# About this task
Your answer must be the lines from the start of the records through the line with "POINT: one per instance on the chair", exactly as written, without the pictures.

(Records for this task)

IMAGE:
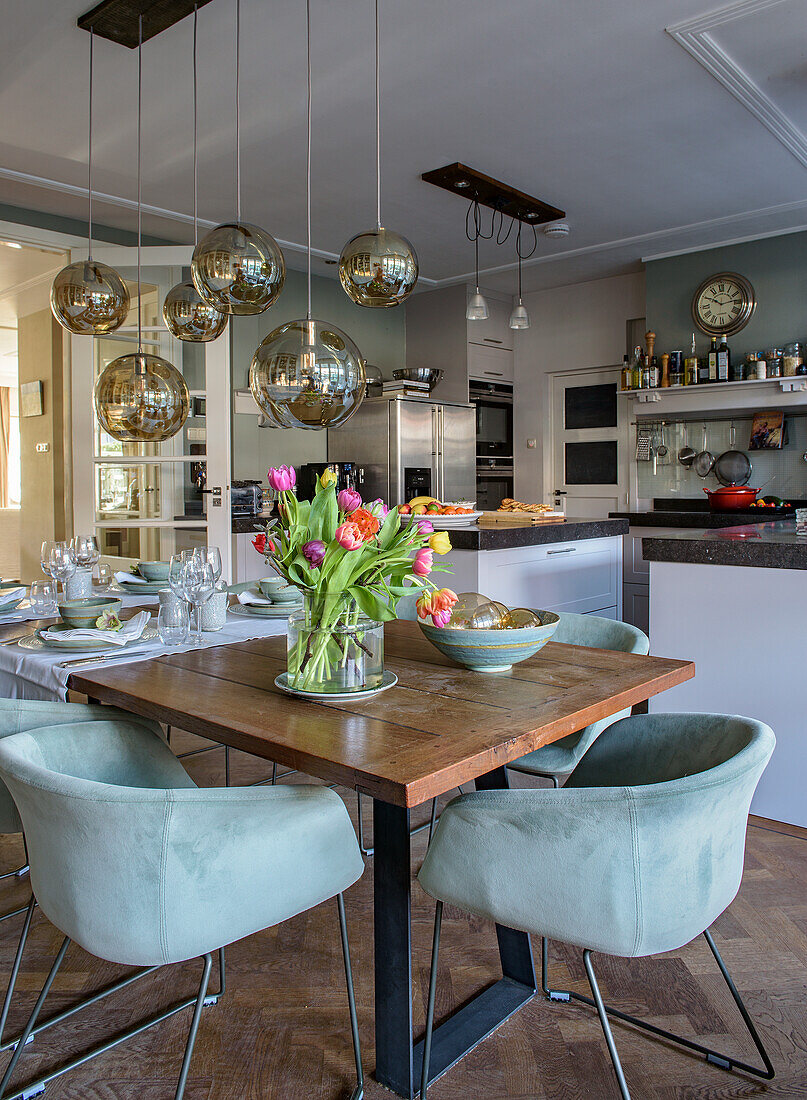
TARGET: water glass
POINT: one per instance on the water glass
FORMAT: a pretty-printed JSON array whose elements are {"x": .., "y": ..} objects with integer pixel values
[
  {"x": 42, "y": 596},
  {"x": 173, "y": 623}
]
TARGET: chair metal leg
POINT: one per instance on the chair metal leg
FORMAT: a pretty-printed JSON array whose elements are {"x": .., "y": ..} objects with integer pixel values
[
  {"x": 358, "y": 1090},
  {"x": 199, "y": 1001},
  {"x": 714, "y": 1057},
  {"x": 430, "y": 1005},
  {"x": 194, "y": 1027},
  {"x": 15, "y": 967}
]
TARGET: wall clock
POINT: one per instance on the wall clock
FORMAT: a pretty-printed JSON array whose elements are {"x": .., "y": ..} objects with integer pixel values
[{"x": 723, "y": 304}]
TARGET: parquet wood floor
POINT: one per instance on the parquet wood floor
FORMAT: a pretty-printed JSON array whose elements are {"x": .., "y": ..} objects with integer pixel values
[{"x": 282, "y": 1032}]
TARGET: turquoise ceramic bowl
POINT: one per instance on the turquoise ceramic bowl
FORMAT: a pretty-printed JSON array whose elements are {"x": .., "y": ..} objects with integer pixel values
[
  {"x": 81, "y": 614},
  {"x": 153, "y": 571},
  {"x": 492, "y": 650}
]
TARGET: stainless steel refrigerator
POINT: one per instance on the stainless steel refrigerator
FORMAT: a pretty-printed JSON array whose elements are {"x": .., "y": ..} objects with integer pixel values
[{"x": 409, "y": 447}]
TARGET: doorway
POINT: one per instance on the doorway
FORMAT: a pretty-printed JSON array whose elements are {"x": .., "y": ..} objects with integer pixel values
[{"x": 589, "y": 442}]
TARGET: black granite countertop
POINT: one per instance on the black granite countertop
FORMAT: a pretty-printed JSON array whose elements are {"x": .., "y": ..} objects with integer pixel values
[
  {"x": 773, "y": 545},
  {"x": 507, "y": 536}
]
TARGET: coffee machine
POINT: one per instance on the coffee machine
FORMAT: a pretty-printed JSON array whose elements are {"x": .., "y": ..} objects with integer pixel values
[{"x": 346, "y": 476}]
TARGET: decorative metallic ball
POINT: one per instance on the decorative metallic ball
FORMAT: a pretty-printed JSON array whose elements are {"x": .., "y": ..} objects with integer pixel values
[
  {"x": 141, "y": 398},
  {"x": 89, "y": 298},
  {"x": 189, "y": 317},
  {"x": 239, "y": 268},
  {"x": 378, "y": 268},
  {"x": 308, "y": 374}
]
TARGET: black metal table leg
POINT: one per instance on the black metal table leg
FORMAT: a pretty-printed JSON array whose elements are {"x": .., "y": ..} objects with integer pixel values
[{"x": 397, "y": 1062}]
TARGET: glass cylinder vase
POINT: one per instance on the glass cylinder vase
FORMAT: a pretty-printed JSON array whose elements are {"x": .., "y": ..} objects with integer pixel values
[{"x": 333, "y": 648}]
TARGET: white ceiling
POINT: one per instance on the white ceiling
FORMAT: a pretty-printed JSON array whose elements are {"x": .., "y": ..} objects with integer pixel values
[{"x": 589, "y": 106}]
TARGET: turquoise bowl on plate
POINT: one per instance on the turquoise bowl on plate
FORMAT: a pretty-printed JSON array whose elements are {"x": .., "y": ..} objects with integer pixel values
[
  {"x": 153, "y": 570},
  {"x": 492, "y": 650},
  {"x": 81, "y": 614}
]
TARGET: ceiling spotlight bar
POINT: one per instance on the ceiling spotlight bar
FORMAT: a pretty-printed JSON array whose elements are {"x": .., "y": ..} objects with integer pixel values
[
  {"x": 120, "y": 20},
  {"x": 508, "y": 201}
]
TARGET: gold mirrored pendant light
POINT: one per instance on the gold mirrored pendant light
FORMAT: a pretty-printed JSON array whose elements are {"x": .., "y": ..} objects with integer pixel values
[
  {"x": 88, "y": 297},
  {"x": 378, "y": 268},
  {"x": 308, "y": 373},
  {"x": 239, "y": 267},
  {"x": 187, "y": 315},
  {"x": 141, "y": 397}
]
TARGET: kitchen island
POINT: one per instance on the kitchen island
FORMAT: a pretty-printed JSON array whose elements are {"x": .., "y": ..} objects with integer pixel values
[{"x": 734, "y": 600}]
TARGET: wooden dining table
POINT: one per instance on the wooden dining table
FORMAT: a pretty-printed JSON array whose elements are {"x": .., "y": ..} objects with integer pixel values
[{"x": 439, "y": 727}]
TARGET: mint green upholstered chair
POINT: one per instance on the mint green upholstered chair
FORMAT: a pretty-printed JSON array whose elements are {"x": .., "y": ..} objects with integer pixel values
[
  {"x": 556, "y": 760},
  {"x": 638, "y": 854},
  {"x": 140, "y": 867}
]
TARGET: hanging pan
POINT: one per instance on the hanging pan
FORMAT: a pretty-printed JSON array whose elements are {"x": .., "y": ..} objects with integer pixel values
[{"x": 732, "y": 466}]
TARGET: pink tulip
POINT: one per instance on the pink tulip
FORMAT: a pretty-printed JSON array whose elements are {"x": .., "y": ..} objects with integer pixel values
[
  {"x": 283, "y": 479},
  {"x": 422, "y": 563},
  {"x": 349, "y": 499},
  {"x": 350, "y": 537}
]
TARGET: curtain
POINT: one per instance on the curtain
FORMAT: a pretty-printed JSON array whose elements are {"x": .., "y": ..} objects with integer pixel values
[{"x": 4, "y": 441}]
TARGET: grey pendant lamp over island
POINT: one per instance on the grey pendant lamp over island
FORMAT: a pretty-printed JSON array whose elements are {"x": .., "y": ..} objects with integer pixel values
[
  {"x": 239, "y": 267},
  {"x": 308, "y": 373},
  {"x": 378, "y": 268},
  {"x": 187, "y": 315},
  {"x": 141, "y": 397},
  {"x": 87, "y": 297}
]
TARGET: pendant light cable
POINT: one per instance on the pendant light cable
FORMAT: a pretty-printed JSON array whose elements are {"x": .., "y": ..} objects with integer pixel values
[
  {"x": 89, "y": 165},
  {"x": 308, "y": 150},
  {"x": 238, "y": 110},
  {"x": 378, "y": 124},
  {"x": 196, "y": 200},
  {"x": 140, "y": 204}
]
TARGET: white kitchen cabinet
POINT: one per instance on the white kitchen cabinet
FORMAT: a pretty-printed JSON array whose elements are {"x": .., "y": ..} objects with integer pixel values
[{"x": 490, "y": 364}]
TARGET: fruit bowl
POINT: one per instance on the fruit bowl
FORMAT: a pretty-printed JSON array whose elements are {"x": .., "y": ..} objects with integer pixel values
[{"x": 492, "y": 650}]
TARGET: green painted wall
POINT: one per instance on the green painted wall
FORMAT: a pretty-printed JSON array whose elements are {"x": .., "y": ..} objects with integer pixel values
[
  {"x": 379, "y": 334},
  {"x": 777, "y": 270}
]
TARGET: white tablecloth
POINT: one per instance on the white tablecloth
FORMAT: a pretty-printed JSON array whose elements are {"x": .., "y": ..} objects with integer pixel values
[{"x": 26, "y": 673}]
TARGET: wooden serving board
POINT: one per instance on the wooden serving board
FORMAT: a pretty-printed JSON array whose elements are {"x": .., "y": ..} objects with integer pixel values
[{"x": 528, "y": 518}]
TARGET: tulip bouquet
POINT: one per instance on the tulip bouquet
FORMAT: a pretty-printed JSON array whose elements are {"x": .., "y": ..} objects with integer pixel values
[{"x": 353, "y": 560}]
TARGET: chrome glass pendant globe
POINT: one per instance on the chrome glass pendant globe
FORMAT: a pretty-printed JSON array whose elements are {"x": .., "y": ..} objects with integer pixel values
[
  {"x": 378, "y": 268},
  {"x": 239, "y": 268},
  {"x": 141, "y": 398},
  {"x": 189, "y": 317},
  {"x": 308, "y": 374},
  {"x": 89, "y": 298}
]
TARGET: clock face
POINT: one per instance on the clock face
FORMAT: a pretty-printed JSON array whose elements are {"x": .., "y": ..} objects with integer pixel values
[{"x": 723, "y": 304}]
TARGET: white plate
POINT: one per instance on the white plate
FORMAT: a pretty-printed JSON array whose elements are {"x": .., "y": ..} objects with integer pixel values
[
  {"x": 388, "y": 680},
  {"x": 275, "y": 611},
  {"x": 31, "y": 641},
  {"x": 440, "y": 523}
]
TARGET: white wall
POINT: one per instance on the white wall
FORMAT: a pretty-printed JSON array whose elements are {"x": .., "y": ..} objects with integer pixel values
[{"x": 571, "y": 328}]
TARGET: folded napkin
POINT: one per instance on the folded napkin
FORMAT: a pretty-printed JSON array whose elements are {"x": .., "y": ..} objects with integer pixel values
[
  {"x": 250, "y": 597},
  {"x": 8, "y": 595},
  {"x": 130, "y": 631}
]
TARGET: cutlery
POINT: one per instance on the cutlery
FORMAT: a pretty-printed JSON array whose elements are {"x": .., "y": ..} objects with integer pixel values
[{"x": 101, "y": 657}]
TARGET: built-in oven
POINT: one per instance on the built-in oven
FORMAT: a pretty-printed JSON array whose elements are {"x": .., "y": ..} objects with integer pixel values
[
  {"x": 494, "y": 419},
  {"x": 494, "y": 482}
]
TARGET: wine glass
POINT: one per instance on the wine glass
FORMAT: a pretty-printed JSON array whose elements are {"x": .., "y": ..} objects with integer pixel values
[
  {"x": 199, "y": 585},
  {"x": 47, "y": 546},
  {"x": 62, "y": 562}
]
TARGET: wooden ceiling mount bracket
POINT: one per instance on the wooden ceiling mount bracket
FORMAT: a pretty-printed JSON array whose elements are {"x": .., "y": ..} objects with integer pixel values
[
  {"x": 117, "y": 20},
  {"x": 470, "y": 184}
]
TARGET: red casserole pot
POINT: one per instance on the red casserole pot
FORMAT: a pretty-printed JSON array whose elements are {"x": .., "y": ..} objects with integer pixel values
[{"x": 731, "y": 497}]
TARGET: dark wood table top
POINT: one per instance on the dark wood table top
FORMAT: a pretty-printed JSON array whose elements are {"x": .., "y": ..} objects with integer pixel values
[{"x": 440, "y": 726}]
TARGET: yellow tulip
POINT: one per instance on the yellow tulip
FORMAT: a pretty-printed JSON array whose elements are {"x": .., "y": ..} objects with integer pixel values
[{"x": 440, "y": 542}]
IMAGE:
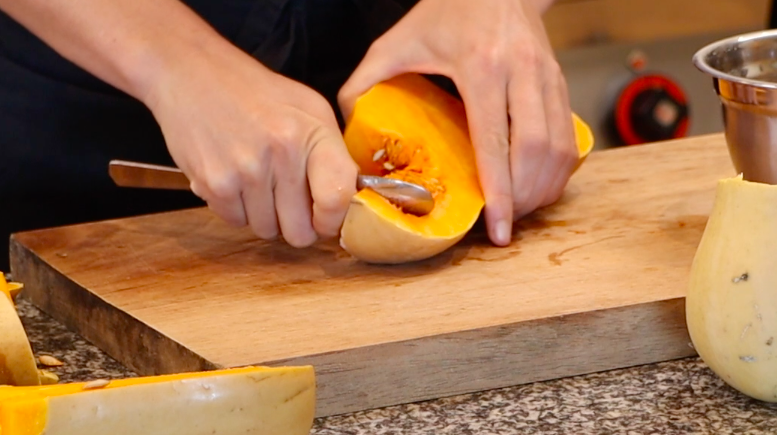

(End Records for this task)

# Exercise answer
IMAGE:
TARGET: water glass
POINT: one per instance on the water glass
FORMAT: a pretty-printed JSON array whose elements are {"x": .., "y": ..} objects with integer pixel values
[
  {"x": 42, "y": 596},
  {"x": 173, "y": 623}
]
TARGET: chair metal leg
POINT: one per instance on the chair metal leg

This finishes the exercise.